Sviatoslav's successor, Yaropolk I (r. 972–980), seems to have had a more conciliatory attitude towards Christianity. Late medieval sources even claim that Yaropolk exchanged ambassadors with the Pope. The Chronicon of Adémar de Chabannes and the life of St. Romuald (by Pietro Damiani) actually document the mission of St. Bruno of Querfurt to the land of Rus', where he succeeded in converting to Christianity a local king (one of three brothers who ruled the land). Alexander Nazarenko suggests that Yaropolk went through some preliminary rites of baptism, but was murdered at the behest of his pagan half-brother Vladimir (whose own rights to the throne were questionable) before his conversion was formalized. Following this theory, any information on Yaropolk's baptism according to the Latin rite would be suppressed by the later Orthodox chroniclers, zealous to keep Vladimir's image of the Rus Apostle untarnished for succeeding generations.

EXERCISE TASK:
Reproduce the passage about Yaropolk I and Christianity word for word, in full. You won't need the lines that come after this text.

RECORDS SHOWN:
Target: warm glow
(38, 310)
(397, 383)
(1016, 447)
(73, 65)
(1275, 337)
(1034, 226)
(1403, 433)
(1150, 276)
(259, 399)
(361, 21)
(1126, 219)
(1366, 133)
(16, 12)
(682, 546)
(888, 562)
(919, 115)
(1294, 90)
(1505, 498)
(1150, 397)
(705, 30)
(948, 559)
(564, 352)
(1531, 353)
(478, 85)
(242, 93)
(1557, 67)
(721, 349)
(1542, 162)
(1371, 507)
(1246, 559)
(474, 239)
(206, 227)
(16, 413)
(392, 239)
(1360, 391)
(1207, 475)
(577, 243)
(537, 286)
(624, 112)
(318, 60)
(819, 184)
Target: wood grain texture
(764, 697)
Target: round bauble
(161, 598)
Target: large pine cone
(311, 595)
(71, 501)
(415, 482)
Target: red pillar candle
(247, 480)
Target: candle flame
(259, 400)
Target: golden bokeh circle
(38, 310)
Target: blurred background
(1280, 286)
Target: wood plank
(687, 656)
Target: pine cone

EXPECTED OUTPUT:
Sviatoslav's successor, Yaropolk I (r. 972–980), seems to have had a more conciliatory attitude towards Christianity. Late medieval sources even claim that Yaropolk exchanged ambassadors with the Pope. The Chronicon of Adémar de Chabannes and the life of St. Romuald (by Pietro Damiani) actually document the mission of St. Bruno of Querfurt to the land of Rus', where he succeeded in converting to Christianity a local king (one of three brothers who ruled the land). Alexander Nazarenko suggests that Yaropolk went through some preliminary rites of baptism, but was murdered at the behest of his pagan half-brother Vladimir (whose own rights to the throne were questionable) before his conversion was formalized. Following this theory, any information on Yaropolk's baptism according to the Latin rite would be suppressed by the later Orthodox chroniclers, zealous to keep Vladimir's image of the Rus Apostle untarnished for succeeding generations.